*TASK DIRECTIONS:* Which lines in the items below contain the string "player"? Copy out each of those lines in full.

Picture region annotation data
_ _ _ _ _ _ _

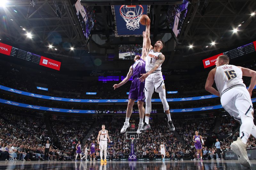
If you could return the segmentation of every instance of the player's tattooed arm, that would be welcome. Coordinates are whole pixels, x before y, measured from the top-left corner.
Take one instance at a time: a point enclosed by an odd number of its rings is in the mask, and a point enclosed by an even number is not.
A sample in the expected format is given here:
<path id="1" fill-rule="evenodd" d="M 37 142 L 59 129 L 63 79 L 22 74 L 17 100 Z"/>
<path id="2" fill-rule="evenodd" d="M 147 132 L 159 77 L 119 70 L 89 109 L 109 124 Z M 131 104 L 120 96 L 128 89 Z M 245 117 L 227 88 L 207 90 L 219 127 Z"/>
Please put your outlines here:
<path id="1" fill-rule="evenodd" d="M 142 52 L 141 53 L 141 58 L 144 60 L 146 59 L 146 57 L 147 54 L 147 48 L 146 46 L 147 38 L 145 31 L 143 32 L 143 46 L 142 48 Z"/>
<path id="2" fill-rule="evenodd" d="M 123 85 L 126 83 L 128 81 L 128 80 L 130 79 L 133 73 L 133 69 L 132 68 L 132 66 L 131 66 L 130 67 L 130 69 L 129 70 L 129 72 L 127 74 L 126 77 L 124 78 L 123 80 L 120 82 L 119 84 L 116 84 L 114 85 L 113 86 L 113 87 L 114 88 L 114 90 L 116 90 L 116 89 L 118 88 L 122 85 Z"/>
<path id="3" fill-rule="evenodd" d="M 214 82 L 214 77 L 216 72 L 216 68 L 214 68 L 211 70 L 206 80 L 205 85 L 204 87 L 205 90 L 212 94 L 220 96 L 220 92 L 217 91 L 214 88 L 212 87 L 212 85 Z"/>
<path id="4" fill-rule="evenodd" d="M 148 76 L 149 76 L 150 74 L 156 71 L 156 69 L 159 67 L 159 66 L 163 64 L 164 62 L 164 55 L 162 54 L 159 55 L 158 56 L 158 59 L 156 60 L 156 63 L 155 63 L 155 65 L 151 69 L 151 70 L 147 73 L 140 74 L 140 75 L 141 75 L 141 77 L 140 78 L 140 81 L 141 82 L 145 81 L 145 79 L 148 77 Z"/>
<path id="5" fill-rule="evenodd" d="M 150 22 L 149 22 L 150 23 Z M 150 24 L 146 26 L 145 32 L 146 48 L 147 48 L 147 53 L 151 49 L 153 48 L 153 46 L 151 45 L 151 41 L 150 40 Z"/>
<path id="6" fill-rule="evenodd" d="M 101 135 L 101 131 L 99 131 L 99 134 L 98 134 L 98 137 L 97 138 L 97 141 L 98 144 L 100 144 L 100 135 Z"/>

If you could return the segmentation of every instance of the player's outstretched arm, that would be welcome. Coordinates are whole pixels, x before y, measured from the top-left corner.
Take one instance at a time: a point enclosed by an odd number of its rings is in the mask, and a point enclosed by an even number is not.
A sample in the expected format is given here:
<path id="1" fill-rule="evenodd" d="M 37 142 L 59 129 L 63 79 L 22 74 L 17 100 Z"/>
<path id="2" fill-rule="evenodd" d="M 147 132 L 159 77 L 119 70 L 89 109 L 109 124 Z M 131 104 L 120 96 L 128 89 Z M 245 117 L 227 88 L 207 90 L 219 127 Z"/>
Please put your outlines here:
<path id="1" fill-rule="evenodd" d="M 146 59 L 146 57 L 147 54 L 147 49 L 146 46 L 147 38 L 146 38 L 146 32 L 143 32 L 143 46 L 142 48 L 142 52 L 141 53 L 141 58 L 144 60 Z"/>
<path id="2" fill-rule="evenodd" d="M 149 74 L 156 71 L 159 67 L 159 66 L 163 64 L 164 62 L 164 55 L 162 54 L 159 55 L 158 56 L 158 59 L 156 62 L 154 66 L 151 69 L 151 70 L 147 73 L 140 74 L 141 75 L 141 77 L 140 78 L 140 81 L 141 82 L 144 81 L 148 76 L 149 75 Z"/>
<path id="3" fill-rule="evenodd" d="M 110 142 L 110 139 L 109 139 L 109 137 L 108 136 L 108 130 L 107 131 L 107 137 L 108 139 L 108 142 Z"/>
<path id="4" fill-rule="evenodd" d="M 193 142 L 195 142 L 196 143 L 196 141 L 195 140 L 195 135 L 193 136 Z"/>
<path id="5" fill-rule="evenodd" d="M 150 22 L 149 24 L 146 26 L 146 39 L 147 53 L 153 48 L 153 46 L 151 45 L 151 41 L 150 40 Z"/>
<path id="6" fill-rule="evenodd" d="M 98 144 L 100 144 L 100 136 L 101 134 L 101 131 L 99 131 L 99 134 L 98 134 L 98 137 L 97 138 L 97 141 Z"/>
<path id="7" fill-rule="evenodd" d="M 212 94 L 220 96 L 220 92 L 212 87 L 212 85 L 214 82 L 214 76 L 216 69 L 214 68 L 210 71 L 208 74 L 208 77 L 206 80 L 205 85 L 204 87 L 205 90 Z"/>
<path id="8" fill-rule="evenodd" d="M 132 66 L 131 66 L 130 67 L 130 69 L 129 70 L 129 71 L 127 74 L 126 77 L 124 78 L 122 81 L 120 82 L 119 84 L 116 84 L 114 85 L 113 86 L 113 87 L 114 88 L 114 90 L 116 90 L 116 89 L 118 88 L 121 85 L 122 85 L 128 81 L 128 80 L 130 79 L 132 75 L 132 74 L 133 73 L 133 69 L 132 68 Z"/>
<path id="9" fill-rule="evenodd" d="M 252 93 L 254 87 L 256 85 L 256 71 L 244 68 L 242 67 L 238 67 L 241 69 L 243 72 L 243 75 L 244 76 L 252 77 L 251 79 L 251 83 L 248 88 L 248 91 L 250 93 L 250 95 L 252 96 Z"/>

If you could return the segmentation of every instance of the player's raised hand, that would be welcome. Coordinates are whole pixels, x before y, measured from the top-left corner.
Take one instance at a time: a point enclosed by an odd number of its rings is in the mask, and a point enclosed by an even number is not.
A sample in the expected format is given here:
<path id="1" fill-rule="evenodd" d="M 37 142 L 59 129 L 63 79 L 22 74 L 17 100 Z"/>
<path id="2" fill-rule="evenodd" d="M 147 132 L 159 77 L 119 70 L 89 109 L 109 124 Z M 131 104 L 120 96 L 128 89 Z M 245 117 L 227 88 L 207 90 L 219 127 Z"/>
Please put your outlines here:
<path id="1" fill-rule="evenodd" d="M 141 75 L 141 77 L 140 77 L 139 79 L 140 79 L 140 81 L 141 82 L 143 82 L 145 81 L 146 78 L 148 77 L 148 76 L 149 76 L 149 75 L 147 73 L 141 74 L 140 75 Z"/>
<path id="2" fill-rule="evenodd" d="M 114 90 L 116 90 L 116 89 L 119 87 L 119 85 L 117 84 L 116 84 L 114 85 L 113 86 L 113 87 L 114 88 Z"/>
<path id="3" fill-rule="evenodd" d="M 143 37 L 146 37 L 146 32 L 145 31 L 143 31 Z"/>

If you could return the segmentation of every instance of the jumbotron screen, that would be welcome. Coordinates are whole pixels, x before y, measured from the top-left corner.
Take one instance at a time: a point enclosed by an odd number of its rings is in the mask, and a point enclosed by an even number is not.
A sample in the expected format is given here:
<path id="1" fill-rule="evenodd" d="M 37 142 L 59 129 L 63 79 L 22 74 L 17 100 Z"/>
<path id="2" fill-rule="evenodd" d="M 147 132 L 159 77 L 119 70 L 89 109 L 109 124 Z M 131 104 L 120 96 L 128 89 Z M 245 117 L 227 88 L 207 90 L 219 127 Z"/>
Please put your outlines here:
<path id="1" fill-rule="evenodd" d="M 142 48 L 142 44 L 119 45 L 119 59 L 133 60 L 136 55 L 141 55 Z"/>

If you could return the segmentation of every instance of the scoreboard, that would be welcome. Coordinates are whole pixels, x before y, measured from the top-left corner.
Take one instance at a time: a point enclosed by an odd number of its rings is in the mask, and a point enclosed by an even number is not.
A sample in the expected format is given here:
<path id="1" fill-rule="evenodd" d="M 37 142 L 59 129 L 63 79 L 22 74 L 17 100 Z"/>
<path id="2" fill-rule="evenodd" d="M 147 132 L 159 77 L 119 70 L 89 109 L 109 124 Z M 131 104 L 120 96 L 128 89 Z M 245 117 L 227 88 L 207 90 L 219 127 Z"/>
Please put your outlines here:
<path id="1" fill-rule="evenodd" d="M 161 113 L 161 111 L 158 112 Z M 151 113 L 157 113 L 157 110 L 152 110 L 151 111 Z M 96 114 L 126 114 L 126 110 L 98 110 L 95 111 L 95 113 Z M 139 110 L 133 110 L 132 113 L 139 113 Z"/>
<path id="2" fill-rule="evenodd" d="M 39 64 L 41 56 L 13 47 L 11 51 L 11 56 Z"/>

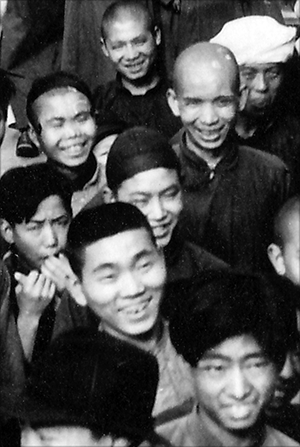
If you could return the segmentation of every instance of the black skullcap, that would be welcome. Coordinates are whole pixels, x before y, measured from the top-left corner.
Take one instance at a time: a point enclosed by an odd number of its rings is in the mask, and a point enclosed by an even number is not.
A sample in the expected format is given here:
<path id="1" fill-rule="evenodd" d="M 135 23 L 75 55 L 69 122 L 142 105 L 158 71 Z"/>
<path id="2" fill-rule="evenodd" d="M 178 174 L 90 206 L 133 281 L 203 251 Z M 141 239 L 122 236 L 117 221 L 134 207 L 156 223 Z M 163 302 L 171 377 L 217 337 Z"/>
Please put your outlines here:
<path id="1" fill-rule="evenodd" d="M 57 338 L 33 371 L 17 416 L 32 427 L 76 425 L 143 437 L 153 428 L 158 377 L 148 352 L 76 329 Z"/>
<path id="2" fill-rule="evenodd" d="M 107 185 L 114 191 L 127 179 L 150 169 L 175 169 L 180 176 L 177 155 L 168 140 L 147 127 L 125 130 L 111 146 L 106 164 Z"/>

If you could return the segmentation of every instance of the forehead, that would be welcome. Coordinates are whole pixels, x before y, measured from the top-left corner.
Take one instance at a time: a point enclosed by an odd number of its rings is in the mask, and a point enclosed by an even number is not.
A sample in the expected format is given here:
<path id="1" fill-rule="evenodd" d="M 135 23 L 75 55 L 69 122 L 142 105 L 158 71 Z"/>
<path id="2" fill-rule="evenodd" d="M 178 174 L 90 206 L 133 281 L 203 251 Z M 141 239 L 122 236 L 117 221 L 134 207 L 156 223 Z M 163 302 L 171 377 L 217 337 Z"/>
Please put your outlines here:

_ _ _ _ _ _ _

*WRITTEN ANSWER:*
If you could return the segmentation of every instance of the player's tattooed arm, that would be welcome. Coordinates are whole pixels, x before y, measured from the top-left corner.
If you could return the segmentation of every instance of the player's outstretched arm, that would be welcome. Coordinates are whole pixels, x before y, measured from the top-left corner.
If you could return the segmentation of every instance of the player's raised hand, that would be welcome. Coordinates are whole pixels, x before y, measured from the top-left corner.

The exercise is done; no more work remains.